Give again, word for word, every line in the entries below from the line with "If you could tag the dirt" up to and including the line with "If you could tag the gravel", and no other line.

Items from a dataset
>>>>

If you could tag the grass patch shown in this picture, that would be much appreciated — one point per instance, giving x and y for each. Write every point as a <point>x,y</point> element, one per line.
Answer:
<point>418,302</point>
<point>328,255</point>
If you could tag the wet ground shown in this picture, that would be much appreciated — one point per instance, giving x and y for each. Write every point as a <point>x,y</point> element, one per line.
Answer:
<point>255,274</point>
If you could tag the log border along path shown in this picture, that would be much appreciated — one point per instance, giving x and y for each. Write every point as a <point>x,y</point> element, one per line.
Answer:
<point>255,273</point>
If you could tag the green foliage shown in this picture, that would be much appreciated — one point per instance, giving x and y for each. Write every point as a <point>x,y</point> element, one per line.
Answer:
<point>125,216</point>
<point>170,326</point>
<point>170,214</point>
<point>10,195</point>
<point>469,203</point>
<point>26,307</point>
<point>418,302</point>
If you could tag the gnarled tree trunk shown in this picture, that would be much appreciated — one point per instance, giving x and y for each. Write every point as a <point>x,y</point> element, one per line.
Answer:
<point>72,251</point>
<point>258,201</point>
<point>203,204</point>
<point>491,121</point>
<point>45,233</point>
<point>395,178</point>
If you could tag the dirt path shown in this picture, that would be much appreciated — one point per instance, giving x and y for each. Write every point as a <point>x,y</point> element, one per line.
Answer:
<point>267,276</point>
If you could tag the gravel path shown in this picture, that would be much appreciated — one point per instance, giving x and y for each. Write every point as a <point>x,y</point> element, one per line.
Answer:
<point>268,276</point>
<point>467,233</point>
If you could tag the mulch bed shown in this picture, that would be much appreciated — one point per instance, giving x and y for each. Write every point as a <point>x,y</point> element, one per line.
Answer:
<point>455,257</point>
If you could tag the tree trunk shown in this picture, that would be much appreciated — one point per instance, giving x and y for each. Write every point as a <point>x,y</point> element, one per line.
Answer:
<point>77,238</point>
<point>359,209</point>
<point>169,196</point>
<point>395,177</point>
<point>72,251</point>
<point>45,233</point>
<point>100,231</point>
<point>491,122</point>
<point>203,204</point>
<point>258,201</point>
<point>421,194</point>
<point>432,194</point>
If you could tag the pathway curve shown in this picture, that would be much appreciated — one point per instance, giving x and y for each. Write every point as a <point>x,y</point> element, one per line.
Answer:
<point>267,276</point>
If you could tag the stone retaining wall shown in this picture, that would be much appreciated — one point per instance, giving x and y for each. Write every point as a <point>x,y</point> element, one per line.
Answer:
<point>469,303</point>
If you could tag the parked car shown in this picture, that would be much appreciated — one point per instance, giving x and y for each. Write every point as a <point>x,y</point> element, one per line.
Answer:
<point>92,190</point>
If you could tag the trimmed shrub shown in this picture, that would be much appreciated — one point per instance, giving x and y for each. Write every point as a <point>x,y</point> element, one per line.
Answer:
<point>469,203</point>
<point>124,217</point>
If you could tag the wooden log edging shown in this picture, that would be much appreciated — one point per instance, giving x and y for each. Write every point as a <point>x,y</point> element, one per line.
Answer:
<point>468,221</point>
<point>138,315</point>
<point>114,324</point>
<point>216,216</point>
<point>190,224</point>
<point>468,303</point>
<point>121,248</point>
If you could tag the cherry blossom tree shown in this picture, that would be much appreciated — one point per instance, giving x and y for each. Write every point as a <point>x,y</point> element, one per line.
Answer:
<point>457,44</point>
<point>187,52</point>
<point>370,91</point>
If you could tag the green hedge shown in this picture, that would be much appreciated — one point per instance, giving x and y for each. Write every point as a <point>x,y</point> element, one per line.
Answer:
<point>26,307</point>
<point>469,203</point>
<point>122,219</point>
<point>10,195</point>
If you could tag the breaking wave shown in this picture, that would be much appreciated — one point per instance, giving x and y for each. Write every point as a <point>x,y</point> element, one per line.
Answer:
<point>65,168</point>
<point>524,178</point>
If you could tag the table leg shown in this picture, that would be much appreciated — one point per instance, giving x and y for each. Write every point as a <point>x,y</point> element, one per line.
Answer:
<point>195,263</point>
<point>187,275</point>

<<<<

COMPLETED EXERCISE |
If you could tag the dirt path shown in this picture, that would be much appreciated — one point per instance, giving x and y for each. Write every point as a <point>x,y</point> element, one per line.
Answer:
<point>267,276</point>
If you could tag the gravel path shown in this picture, that would be much appreciated — one point per instance, giving x and y for each. Write every point as a <point>x,y</point> element, one per line.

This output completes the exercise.